### Bacaan
Peristiwa kematian warga Aceh Utara, SA (51 tahun), menambah daftar panjang kasus kekerasan yang diduga melibatkan anggota kepolisian. Kali ini, menurut pengakuan pihak keluarga korban yang terungkap melalui pemberitaan media, korban ditangkap sejumlah anggota Polres Aceh Utara pada 29 April 2024 terkait dugaan penyalahgunaan narkotika.
Saat proses penangkapan tersebut, diduga terjadi tindakan penganiayaan lantaran korban dipaksa mengaku memiliki narkoba. Dalam pengakuan keluarga korban, pelaku sempat meminta uang tebusan puluhan juta rupiah yang terpaksa disanggupi pihak keluarga. Namun, saat tiba di rumah, korban SA dalam kondisi parah dengan badan penuh lebam dan pendarahan di bagian telinga.
Korban dinyatakan meninggal di IGD RS Kesrem Lhokseumawe. Keluarga korban telah melaporkan kasus kekerasan ini ke Polres Lhokseumawe pada 2 Mei 2024, dan kasus ini juga tengah ditangani Propam Polda Aceh.
Komisi untuk Orang Hilang dan Korban Tindak Kekerasan (KontraS) Aceh mengecam tindakan kekerasan yang diduga menyeret anggota kepolisian ini. Ada beberapa hal yang sangat mendesak perlu ditindaklanjuti.

### Perintah a
Tukar "instance" dengan "occurrence" di bagian catatan yang dimulai dari baris pertama catatan dan ditutup dengan baris yang memuat "query (the noun phrase to outline): blazer", lalu tulis lagi bagian itu tanpa mengubah yang lain.
Bacaan di atas dan catatan sesudahnya tidak saling berhubungan.

### Catatan tersedia
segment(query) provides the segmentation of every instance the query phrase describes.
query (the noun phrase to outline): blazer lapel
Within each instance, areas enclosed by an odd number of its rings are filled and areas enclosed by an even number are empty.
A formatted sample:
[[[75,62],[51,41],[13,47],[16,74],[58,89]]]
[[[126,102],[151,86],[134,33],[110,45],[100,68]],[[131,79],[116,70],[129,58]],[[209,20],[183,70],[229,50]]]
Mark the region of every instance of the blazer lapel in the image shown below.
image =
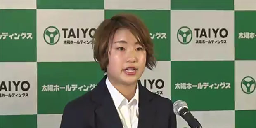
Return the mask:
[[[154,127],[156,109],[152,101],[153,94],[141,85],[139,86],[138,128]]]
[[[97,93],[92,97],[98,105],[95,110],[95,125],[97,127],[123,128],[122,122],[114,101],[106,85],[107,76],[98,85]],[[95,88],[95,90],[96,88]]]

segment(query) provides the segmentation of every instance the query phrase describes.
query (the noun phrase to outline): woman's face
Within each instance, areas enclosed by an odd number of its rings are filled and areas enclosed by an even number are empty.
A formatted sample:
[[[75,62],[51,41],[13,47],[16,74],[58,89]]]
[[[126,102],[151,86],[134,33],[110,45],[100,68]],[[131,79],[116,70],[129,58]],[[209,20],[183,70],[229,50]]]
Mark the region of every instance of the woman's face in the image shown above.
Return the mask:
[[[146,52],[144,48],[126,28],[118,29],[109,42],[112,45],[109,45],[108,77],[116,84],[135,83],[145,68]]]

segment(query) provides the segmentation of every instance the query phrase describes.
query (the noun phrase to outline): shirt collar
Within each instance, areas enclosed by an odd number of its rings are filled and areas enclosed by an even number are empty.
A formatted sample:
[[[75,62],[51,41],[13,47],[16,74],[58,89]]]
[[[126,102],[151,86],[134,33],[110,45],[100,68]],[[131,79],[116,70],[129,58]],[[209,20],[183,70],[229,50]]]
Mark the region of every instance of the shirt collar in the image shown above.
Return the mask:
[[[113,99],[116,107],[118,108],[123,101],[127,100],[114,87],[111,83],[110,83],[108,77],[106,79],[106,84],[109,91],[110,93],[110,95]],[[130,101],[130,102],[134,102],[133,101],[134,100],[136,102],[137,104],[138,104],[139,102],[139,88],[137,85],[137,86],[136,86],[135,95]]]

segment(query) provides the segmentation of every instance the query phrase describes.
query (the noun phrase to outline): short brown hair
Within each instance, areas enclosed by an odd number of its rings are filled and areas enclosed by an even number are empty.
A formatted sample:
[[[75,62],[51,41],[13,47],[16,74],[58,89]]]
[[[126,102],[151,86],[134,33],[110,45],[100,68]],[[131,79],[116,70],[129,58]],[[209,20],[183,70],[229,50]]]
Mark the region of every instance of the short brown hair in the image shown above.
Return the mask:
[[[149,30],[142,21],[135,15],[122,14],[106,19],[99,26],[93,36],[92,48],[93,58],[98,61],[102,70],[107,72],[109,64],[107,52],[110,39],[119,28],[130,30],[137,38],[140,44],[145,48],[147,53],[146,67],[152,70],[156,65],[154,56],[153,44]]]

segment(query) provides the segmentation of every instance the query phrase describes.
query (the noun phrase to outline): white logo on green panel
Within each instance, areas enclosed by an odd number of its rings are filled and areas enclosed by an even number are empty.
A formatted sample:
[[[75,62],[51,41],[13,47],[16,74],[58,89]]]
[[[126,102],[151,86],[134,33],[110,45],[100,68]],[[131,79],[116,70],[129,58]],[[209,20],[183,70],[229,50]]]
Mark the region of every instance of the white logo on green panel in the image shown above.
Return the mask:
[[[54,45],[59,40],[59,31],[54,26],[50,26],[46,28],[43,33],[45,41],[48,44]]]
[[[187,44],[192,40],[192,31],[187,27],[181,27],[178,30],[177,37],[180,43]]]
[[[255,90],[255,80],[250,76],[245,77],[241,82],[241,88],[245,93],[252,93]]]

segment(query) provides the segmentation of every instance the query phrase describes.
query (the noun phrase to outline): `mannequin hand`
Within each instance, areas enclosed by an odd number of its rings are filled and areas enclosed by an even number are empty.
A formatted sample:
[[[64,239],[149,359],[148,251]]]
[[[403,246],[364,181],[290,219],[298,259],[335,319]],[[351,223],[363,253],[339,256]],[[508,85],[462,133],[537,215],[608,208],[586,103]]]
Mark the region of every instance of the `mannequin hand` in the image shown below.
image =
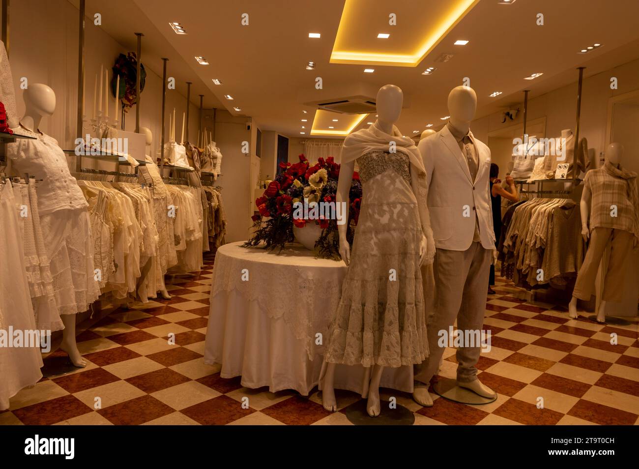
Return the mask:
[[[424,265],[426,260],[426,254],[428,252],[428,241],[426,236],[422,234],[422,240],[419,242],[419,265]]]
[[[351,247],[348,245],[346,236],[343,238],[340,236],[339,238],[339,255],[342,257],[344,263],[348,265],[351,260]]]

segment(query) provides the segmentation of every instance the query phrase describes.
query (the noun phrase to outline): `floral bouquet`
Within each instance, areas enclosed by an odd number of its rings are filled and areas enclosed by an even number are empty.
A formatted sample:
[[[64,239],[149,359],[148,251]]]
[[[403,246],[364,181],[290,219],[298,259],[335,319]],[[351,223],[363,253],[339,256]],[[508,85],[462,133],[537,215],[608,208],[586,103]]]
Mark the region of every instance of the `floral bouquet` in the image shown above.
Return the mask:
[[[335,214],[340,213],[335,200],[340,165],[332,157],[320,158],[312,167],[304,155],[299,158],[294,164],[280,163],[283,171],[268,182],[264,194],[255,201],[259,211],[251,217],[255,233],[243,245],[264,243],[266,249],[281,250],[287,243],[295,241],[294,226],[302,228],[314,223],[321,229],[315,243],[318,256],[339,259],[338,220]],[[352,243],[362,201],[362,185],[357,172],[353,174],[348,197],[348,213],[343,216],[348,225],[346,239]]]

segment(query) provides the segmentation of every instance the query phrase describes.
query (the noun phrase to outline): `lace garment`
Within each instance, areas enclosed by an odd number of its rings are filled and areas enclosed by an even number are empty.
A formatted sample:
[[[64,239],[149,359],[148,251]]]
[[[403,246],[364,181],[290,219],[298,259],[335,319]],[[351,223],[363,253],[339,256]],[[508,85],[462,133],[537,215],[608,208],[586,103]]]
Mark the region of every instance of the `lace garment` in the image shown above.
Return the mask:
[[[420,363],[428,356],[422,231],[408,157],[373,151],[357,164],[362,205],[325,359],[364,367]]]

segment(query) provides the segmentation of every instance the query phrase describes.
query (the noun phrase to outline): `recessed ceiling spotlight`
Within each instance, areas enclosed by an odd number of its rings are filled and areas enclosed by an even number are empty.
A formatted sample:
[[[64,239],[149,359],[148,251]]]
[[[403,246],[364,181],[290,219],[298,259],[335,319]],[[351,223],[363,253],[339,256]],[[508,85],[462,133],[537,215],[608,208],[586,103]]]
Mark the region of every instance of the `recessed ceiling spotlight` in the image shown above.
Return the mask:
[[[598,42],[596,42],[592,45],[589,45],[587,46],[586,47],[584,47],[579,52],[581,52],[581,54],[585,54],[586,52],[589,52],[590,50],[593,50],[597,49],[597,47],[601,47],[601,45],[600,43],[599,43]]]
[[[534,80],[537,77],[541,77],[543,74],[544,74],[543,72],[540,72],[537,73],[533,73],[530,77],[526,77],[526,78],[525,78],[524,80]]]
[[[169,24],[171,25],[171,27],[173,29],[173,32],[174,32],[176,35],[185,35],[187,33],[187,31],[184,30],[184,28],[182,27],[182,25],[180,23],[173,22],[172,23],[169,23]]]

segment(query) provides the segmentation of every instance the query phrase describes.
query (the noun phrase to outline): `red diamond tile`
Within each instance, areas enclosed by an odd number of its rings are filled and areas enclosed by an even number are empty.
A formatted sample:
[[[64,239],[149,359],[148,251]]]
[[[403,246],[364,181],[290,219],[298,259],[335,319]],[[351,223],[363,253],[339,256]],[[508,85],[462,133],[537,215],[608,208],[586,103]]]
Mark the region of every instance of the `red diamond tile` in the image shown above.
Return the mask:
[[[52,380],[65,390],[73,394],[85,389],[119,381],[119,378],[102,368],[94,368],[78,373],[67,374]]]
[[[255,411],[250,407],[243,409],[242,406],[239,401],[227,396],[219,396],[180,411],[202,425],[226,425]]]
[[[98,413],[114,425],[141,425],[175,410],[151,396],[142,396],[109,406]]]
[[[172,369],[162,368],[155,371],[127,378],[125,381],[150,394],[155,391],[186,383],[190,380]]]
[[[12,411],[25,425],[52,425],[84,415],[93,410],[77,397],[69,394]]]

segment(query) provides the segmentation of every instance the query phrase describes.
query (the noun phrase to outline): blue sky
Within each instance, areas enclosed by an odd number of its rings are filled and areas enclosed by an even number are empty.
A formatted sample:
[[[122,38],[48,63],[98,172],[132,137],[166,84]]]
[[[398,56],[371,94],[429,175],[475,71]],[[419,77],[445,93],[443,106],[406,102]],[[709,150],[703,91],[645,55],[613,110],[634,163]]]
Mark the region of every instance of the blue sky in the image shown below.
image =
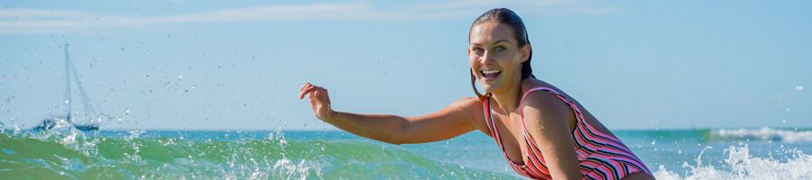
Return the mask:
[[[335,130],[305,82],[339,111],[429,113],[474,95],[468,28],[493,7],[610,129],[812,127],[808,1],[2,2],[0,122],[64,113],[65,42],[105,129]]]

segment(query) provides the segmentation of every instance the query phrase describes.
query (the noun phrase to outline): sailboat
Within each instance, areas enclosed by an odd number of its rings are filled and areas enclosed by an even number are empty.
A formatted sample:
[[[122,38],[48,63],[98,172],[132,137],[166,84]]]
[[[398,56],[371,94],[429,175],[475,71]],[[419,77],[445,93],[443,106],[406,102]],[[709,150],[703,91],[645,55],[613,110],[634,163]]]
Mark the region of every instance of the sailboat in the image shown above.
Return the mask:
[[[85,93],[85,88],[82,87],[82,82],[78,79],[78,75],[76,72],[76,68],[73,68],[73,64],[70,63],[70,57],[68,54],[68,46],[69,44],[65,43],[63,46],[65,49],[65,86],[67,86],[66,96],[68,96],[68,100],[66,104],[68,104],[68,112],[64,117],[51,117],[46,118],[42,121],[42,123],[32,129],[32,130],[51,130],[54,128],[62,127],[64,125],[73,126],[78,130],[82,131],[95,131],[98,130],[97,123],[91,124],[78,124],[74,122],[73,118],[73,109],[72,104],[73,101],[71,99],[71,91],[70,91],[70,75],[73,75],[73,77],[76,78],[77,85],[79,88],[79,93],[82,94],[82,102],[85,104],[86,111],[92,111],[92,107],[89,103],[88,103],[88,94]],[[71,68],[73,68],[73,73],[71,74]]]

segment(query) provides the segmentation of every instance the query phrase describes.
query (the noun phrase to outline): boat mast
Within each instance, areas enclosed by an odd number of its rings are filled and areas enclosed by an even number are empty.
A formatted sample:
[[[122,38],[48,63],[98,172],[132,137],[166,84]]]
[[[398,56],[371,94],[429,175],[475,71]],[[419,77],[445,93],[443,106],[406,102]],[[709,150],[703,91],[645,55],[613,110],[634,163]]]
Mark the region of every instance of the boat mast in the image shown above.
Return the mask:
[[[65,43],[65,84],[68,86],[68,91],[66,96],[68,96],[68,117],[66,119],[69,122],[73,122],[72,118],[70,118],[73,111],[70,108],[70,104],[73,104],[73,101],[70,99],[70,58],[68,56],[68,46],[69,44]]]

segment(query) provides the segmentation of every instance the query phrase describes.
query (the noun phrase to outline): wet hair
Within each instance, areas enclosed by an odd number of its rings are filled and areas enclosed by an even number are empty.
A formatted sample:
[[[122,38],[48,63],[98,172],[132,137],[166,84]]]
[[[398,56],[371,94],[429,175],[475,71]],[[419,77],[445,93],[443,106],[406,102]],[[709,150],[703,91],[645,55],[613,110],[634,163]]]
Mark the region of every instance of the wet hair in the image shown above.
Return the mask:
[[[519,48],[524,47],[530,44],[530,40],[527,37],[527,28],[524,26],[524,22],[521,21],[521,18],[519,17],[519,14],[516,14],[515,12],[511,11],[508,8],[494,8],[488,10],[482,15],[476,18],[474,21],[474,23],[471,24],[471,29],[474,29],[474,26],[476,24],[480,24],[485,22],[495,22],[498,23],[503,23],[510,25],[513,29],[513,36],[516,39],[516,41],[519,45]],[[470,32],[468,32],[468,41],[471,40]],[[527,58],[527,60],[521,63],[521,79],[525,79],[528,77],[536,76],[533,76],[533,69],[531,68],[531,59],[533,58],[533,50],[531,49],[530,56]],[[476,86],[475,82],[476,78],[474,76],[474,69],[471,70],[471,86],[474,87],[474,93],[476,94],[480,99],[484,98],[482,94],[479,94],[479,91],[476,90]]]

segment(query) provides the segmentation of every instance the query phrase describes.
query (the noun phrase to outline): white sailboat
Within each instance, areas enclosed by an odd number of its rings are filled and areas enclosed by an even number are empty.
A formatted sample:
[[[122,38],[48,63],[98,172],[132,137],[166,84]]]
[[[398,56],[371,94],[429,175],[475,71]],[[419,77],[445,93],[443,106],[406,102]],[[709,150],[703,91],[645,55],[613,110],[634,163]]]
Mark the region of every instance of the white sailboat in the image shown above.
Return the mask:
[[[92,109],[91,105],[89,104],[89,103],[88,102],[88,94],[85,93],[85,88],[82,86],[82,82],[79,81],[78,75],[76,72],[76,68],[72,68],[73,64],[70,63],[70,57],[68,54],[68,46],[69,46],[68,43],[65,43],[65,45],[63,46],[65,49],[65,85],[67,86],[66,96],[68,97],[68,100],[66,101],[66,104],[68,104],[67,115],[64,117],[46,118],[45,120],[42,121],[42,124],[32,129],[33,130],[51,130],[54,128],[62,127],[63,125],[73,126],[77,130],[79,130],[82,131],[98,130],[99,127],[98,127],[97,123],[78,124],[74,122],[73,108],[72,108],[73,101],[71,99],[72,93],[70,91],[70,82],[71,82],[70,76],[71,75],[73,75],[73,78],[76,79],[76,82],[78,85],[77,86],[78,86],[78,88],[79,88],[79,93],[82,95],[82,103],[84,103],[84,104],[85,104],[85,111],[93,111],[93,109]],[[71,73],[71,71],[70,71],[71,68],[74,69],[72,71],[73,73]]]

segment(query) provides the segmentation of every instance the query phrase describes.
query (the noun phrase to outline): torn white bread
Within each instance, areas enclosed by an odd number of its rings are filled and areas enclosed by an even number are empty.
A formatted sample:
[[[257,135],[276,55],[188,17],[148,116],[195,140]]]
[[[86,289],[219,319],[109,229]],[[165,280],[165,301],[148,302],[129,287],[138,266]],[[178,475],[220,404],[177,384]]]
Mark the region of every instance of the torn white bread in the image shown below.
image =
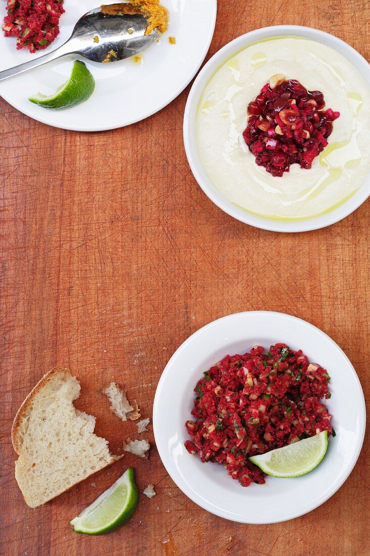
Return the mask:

### Perintah b
Menurut bacaan, kapan SA ditangkap anggota Polres Aceh Utara?

### Jawaban a
segment(query) provides the segmentation of every occurrence the query phrase describes.
query (the noun phrase to outline): blazer lapel

### Jawaban b
Pada 29 April 2024.